Records:
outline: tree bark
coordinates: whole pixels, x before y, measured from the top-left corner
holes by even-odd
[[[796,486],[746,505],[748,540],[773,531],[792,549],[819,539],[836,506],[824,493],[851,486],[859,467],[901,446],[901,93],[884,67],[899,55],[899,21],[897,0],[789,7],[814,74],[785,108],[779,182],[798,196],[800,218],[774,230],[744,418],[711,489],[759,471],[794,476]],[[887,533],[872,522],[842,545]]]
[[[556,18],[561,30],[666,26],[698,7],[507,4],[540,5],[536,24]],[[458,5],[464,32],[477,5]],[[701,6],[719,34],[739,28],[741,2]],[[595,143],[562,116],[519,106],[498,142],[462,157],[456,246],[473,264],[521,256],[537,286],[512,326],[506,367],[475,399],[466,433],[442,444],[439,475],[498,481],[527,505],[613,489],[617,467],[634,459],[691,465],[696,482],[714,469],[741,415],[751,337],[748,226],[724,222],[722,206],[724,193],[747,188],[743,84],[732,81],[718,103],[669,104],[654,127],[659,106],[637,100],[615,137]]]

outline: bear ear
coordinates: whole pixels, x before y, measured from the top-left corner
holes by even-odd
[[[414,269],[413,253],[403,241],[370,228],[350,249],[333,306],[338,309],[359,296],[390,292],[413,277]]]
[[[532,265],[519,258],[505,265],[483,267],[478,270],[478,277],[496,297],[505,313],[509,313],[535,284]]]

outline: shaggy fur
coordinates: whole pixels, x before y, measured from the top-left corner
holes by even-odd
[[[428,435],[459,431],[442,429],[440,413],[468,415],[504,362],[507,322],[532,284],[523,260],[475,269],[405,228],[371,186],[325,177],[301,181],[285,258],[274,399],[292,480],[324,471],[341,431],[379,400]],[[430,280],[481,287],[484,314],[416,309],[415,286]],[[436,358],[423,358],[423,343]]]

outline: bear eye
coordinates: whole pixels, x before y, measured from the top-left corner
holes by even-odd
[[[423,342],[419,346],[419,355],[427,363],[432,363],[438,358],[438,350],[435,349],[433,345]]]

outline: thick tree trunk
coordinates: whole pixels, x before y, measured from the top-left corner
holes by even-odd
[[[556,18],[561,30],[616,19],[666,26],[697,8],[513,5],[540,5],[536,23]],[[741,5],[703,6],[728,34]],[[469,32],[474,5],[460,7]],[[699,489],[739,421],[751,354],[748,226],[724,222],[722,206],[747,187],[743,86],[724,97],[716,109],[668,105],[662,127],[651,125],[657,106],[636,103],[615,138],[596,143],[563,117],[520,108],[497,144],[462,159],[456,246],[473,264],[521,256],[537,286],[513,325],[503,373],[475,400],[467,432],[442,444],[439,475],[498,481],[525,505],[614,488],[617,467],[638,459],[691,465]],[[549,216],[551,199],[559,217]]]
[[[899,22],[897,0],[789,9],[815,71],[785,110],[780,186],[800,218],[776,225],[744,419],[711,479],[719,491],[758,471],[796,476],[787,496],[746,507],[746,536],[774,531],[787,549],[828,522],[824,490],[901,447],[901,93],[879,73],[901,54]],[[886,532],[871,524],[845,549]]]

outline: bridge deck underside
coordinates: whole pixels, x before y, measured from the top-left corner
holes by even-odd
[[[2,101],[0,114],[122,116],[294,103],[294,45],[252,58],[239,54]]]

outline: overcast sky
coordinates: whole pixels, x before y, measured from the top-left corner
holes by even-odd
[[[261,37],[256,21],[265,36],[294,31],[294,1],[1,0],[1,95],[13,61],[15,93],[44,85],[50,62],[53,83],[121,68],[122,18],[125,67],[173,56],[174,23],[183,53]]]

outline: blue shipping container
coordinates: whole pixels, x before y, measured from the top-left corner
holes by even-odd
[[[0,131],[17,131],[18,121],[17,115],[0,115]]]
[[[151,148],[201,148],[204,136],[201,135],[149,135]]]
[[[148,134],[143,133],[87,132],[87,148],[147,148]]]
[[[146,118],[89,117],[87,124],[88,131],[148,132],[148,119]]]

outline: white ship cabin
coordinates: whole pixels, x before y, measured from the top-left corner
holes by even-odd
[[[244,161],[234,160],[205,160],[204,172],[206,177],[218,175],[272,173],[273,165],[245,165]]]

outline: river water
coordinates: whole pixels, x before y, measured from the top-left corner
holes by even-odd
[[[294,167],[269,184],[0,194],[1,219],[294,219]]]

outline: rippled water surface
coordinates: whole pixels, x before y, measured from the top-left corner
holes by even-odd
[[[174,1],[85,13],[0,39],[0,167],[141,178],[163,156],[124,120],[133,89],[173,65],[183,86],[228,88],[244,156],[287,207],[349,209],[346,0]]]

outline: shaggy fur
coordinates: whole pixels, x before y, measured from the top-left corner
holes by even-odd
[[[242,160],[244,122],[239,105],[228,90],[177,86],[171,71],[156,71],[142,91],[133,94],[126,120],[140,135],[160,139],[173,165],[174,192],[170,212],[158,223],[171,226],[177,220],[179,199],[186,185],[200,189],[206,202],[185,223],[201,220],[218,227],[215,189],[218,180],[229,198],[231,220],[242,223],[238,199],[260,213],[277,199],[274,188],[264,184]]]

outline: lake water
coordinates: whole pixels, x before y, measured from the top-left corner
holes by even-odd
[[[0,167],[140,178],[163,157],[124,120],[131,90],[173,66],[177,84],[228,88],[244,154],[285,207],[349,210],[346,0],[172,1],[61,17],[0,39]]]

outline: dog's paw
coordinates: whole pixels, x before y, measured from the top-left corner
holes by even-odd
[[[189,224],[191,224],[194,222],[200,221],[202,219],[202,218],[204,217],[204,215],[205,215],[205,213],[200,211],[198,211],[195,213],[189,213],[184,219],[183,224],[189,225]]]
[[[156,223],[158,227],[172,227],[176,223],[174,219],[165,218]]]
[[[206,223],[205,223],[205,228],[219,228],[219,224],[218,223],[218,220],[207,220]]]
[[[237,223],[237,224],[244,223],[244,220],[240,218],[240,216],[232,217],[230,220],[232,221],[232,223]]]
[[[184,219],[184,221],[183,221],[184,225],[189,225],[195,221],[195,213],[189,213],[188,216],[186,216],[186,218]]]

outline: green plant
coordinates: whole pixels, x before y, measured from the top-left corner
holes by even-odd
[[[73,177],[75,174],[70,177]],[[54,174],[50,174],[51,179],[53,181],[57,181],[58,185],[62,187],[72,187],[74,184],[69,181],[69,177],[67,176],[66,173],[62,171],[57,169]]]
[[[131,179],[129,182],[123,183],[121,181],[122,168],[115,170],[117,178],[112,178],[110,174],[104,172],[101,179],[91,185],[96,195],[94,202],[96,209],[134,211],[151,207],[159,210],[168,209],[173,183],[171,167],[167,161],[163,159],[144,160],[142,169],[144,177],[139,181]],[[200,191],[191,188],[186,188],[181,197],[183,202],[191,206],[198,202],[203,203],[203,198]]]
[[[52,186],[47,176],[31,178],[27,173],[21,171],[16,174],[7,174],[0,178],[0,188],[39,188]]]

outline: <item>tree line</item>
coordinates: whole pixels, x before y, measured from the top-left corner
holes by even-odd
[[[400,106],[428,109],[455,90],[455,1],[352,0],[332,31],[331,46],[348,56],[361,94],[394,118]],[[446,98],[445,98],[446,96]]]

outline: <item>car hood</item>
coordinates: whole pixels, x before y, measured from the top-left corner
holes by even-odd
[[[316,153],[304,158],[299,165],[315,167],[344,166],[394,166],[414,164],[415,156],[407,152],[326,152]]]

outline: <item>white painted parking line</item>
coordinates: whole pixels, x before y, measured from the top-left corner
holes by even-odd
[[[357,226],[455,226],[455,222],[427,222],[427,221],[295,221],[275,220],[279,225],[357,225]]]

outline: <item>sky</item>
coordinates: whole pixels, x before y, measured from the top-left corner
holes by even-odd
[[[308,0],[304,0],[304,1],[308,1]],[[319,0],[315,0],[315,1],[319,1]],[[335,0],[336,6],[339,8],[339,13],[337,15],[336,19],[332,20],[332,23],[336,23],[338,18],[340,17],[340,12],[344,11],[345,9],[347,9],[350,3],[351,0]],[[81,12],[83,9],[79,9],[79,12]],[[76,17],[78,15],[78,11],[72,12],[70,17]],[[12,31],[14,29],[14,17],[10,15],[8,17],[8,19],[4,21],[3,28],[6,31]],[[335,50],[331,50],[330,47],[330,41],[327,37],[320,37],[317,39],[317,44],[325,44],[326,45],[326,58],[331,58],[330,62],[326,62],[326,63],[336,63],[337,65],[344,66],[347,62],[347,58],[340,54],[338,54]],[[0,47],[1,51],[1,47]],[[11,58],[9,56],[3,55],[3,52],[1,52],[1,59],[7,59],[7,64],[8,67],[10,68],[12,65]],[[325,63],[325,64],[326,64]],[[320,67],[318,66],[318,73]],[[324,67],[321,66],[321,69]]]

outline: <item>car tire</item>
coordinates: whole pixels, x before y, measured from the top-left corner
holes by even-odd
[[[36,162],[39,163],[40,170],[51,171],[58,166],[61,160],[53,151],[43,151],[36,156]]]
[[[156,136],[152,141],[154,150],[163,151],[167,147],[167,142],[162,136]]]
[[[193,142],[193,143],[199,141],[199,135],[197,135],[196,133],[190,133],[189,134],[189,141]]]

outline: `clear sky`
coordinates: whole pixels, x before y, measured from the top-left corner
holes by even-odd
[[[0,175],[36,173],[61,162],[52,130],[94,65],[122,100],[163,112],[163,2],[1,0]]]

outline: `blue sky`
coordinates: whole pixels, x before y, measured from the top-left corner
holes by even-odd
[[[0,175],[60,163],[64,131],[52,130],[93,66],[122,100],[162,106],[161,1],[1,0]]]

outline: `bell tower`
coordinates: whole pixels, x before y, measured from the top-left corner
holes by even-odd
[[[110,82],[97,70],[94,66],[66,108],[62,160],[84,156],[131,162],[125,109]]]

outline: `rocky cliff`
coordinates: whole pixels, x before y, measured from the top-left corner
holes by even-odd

WHAT NEEDS TO BE DONE: Quote the lines of the listing above that run from the line with "outline: <item>sky</item>" through its last line, both included, and nothing else.

COMPLETE OUTPUT:
outline: <item>sky</item>
coordinates: whole pixels, x before y, measured from the top-left corner
holes by even-odd
[[[308,0],[304,0],[304,1],[308,1]],[[319,0],[315,0],[315,1],[319,1]],[[335,0],[336,6],[339,8],[339,13],[337,15],[336,19],[332,20],[332,23],[336,23],[338,18],[340,17],[340,12],[344,11],[345,9],[347,9],[350,3],[351,0]],[[81,12],[83,9],[79,9],[79,12]],[[76,17],[78,15],[78,11],[72,12],[70,17]],[[12,31],[14,29],[14,17],[10,15],[8,17],[8,19],[4,21],[3,28],[6,31]],[[335,50],[331,50],[330,47],[330,41],[327,37],[320,37],[317,39],[317,44],[325,44],[326,45],[326,58],[331,58],[330,62],[326,62],[326,63],[336,63],[337,65],[344,66],[347,62],[347,58],[340,54],[338,54]],[[0,47],[1,51],[1,47]],[[11,58],[9,56],[3,55],[3,52],[1,52],[1,59],[7,59],[7,64],[8,67],[10,68],[12,65]],[[325,63],[325,64],[326,64]],[[320,67],[318,66],[318,73]],[[324,67],[321,66],[321,69]]]

outline: <item>car tire</item>
coordinates: whole pixels, x before y, measured from the top-left corner
holes by even-odd
[[[36,162],[39,163],[40,170],[51,171],[58,166],[61,160],[53,151],[43,151],[36,156]]]
[[[156,136],[152,141],[154,150],[163,151],[167,147],[167,142],[162,136]]]
[[[193,142],[193,143],[199,141],[199,135],[197,135],[196,133],[190,133],[189,134],[189,141]]]

outline: `clear sky`
coordinates: whole pixels, x before y, measured from the top-left corner
holes by even-odd
[[[0,175],[36,173],[61,162],[52,130],[94,65],[122,100],[163,112],[163,2],[1,0]]]

outline: `blue sky`
coordinates: whole pixels, x before y, measured from the top-left corner
holes by even-odd
[[[0,175],[60,163],[64,131],[52,130],[93,66],[122,100],[162,106],[161,1],[1,0]]]

outline: `bell tower`
coordinates: whole pixels, x before y, measured from the top-left corner
holes by even-odd
[[[110,82],[97,70],[94,66],[66,108],[62,160],[84,156],[131,162],[125,109]]]

outline: `rocky cliff`
coordinates: whole pixels, x before y, measured from the top-left corner
holes by even-odd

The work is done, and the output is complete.